Exercise brief: Nothing other than the lines from the one containing "trunk in the picture above?" through the close of the entries below should be printed, each exactly.
++++ Records to use
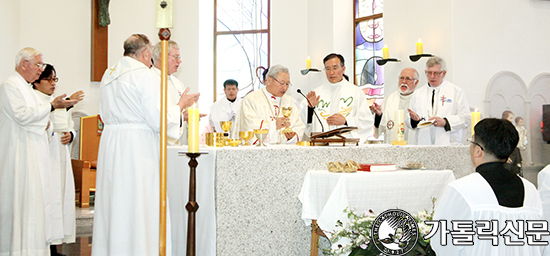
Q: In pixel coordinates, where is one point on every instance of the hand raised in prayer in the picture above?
(61, 102)
(413, 115)
(376, 108)
(65, 138)
(336, 119)
(438, 121)
(313, 98)
(282, 122)
(77, 96)
(187, 100)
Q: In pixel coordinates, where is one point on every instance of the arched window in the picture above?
(369, 40)
(241, 43)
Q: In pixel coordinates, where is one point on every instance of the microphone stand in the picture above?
(314, 112)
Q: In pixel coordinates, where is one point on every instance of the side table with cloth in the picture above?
(325, 195)
(178, 196)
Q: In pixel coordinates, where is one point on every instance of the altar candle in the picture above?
(419, 47)
(164, 15)
(385, 52)
(399, 124)
(193, 135)
(475, 118)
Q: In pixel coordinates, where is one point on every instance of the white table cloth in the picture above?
(325, 195)
(178, 196)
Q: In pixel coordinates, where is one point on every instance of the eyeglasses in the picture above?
(434, 73)
(54, 79)
(408, 79)
(287, 84)
(475, 143)
(177, 57)
(333, 68)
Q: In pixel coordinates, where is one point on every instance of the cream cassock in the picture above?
(259, 106)
(26, 209)
(126, 219)
(344, 98)
(61, 175)
(449, 102)
(223, 110)
(394, 102)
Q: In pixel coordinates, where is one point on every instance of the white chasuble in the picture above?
(25, 227)
(126, 218)
(394, 102)
(449, 102)
(260, 109)
(344, 98)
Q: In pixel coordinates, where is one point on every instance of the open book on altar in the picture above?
(334, 136)
(377, 167)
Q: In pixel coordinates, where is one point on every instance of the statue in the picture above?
(103, 16)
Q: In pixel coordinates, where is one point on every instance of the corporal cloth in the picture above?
(25, 213)
(394, 102)
(450, 102)
(472, 198)
(223, 110)
(259, 106)
(344, 98)
(126, 219)
(175, 88)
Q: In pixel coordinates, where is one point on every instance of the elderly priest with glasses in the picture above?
(264, 109)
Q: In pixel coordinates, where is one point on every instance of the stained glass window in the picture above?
(241, 43)
(369, 40)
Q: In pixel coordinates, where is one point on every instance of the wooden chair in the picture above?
(84, 169)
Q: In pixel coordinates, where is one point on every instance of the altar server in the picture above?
(61, 176)
(440, 102)
(25, 205)
(263, 109)
(338, 102)
(175, 88)
(399, 100)
(226, 108)
(126, 219)
(494, 200)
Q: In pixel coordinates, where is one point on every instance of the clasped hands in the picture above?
(437, 121)
(334, 119)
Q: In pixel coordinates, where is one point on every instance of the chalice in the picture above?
(246, 136)
(261, 134)
(226, 126)
(287, 111)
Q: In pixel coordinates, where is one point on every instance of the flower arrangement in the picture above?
(354, 237)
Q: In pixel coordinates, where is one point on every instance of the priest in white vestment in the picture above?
(263, 109)
(491, 199)
(61, 176)
(126, 218)
(385, 115)
(25, 198)
(338, 102)
(225, 109)
(175, 88)
(438, 111)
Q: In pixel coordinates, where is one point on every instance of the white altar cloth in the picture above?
(325, 195)
(178, 196)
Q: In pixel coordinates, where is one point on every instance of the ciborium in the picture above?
(245, 137)
(287, 111)
(261, 134)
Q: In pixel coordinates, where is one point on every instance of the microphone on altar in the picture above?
(314, 112)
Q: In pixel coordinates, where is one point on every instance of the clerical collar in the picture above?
(506, 185)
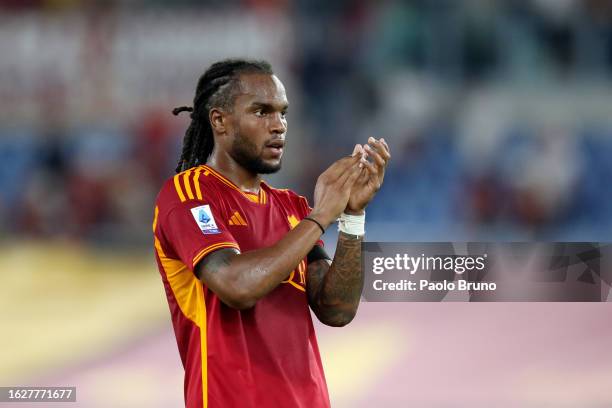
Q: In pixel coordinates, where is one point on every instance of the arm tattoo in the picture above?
(334, 291)
(211, 264)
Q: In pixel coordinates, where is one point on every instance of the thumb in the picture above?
(355, 172)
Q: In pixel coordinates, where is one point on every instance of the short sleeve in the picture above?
(305, 210)
(194, 230)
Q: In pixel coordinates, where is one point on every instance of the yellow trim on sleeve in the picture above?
(214, 247)
(188, 185)
(189, 294)
(241, 220)
(177, 186)
(196, 181)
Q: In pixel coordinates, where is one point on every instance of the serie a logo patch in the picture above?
(205, 220)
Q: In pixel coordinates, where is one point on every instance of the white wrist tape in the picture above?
(352, 224)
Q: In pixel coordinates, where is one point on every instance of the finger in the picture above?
(378, 159)
(363, 177)
(350, 181)
(370, 167)
(380, 147)
(357, 150)
(386, 146)
(341, 180)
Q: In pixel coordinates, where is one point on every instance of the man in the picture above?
(241, 261)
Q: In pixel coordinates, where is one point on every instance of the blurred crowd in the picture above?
(498, 113)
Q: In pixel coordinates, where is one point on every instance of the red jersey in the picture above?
(266, 356)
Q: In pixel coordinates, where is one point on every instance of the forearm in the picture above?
(338, 297)
(242, 279)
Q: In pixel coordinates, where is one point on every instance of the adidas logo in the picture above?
(237, 219)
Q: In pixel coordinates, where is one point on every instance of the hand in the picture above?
(333, 189)
(372, 174)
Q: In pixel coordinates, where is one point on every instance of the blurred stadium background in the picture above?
(499, 115)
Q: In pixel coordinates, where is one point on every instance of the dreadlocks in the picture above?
(217, 88)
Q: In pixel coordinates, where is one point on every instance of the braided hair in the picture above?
(217, 88)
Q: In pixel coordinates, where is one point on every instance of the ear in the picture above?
(218, 120)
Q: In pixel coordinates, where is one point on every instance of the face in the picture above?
(259, 124)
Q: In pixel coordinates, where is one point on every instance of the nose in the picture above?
(278, 124)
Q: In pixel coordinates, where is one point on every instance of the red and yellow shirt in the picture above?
(266, 356)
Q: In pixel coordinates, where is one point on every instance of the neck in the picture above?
(224, 164)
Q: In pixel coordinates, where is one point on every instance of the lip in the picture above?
(276, 144)
(276, 151)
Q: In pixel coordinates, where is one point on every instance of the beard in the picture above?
(247, 155)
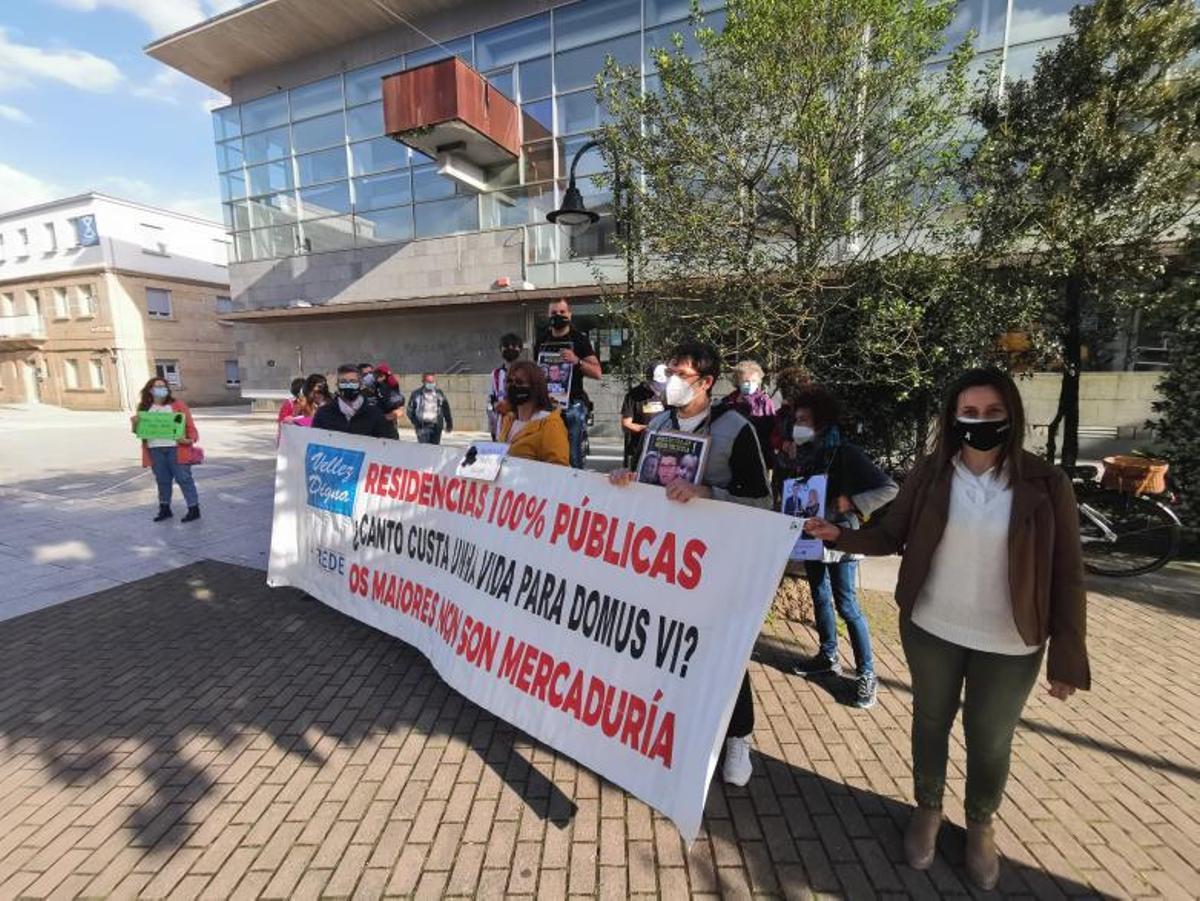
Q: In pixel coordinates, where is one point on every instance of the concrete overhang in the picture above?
(373, 307)
(270, 32)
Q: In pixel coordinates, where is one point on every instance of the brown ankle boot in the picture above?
(983, 862)
(921, 838)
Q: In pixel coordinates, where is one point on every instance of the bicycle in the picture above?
(1123, 533)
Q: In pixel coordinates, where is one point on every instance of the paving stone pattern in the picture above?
(199, 734)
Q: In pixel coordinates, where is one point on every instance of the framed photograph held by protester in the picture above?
(558, 377)
(803, 499)
(667, 456)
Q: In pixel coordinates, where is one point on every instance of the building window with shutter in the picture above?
(159, 304)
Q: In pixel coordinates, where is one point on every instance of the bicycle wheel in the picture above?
(1126, 534)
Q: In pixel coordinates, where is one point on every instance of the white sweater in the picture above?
(966, 599)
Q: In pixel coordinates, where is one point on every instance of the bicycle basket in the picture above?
(1134, 475)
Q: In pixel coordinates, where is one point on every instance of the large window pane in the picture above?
(323, 166)
(366, 84)
(264, 113)
(334, 234)
(269, 178)
(315, 98)
(591, 163)
(1021, 60)
(377, 156)
(580, 112)
(659, 11)
(429, 185)
(517, 41)
(535, 78)
(373, 192)
(539, 161)
(229, 155)
(233, 186)
(543, 113)
(267, 145)
(445, 217)
(579, 68)
(238, 214)
(365, 121)
(984, 17)
(273, 210)
(663, 38)
(226, 122)
(384, 226)
(502, 79)
(439, 52)
(316, 133)
(517, 205)
(595, 20)
(325, 200)
(1033, 19)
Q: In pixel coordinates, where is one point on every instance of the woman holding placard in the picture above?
(533, 427)
(856, 487)
(991, 581)
(168, 445)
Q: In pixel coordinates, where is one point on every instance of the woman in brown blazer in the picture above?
(990, 582)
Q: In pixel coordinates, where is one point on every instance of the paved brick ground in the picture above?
(197, 734)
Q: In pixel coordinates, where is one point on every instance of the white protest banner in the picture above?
(609, 623)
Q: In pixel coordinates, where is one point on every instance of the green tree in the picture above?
(789, 193)
(1087, 170)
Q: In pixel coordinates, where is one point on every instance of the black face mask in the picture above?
(982, 434)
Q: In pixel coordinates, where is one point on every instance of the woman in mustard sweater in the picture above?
(533, 427)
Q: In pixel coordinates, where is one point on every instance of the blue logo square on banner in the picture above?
(333, 478)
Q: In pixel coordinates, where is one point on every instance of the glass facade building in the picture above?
(309, 169)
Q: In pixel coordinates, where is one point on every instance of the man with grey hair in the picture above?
(753, 402)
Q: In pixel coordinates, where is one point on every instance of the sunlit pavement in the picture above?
(192, 732)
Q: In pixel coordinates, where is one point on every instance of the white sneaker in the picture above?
(737, 768)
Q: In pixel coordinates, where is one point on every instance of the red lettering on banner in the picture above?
(621, 714)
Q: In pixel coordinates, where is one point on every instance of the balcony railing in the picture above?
(27, 325)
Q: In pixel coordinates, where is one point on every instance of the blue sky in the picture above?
(83, 108)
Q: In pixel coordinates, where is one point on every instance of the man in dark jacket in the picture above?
(735, 472)
(429, 410)
(349, 412)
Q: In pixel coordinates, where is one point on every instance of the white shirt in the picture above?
(966, 599)
(161, 442)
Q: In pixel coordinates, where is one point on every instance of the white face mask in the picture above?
(679, 392)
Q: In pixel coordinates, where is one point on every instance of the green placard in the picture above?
(161, 426)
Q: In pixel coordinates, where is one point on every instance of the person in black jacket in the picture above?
(429, 410)
(856, 487)
(349, 412)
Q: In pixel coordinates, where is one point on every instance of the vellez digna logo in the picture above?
(333, 478)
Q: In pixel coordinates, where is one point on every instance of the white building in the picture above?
(97, 294)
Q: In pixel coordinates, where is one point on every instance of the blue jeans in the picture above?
(576, 416)
(834, 583)
(429, 434)
(167, 469)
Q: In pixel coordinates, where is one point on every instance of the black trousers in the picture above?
(742, 721)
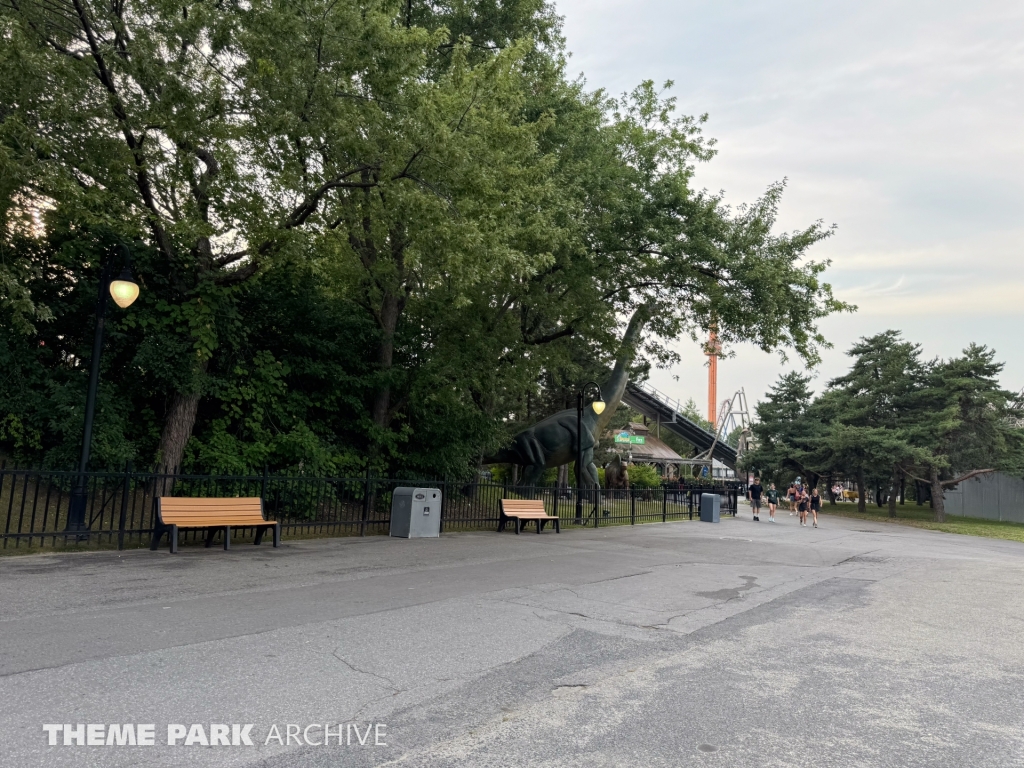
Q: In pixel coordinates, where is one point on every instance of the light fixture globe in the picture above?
(124, 290)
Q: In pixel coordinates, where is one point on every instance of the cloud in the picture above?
(899, 122)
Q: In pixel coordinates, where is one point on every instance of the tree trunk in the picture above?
(385, 358)
(937, 501)
(177, 430)
(892, 493)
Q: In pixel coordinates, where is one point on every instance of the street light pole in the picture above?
(124, 292)
(598, 409)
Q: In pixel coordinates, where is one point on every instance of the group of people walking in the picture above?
(802, 502)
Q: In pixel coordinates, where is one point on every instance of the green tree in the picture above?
(967, 424)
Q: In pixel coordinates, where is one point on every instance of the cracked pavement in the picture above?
(674, 644)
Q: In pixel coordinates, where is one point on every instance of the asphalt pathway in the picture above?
(678, 644)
++++++++
Problem solution:
Q: In pixel coordinates, where is one point on every instance of the tree trunk in the picture above?
(385, 358)
(937, 501)
(177, 430)
(892, 493)
Q: In pixel coordinates, where is one point on every instance of the street light pole in the picture above?
(124, 292)
(598, 409)
Q: In pixel coordinates, where is one point on every instance of the group of people walking in the picture above?
(802, 502)
Q: In pixel coordinates, where is one point on every instance of the green tree in the picture above?
(967, 424)
Q: In pixel coordinates, where is one point on every instance of the cracked pavement in the picture above?
(674, 644)
Q: In pixel coordinates, where is one point on every instance of the asphalt pathway in the picture above?
(678, 644)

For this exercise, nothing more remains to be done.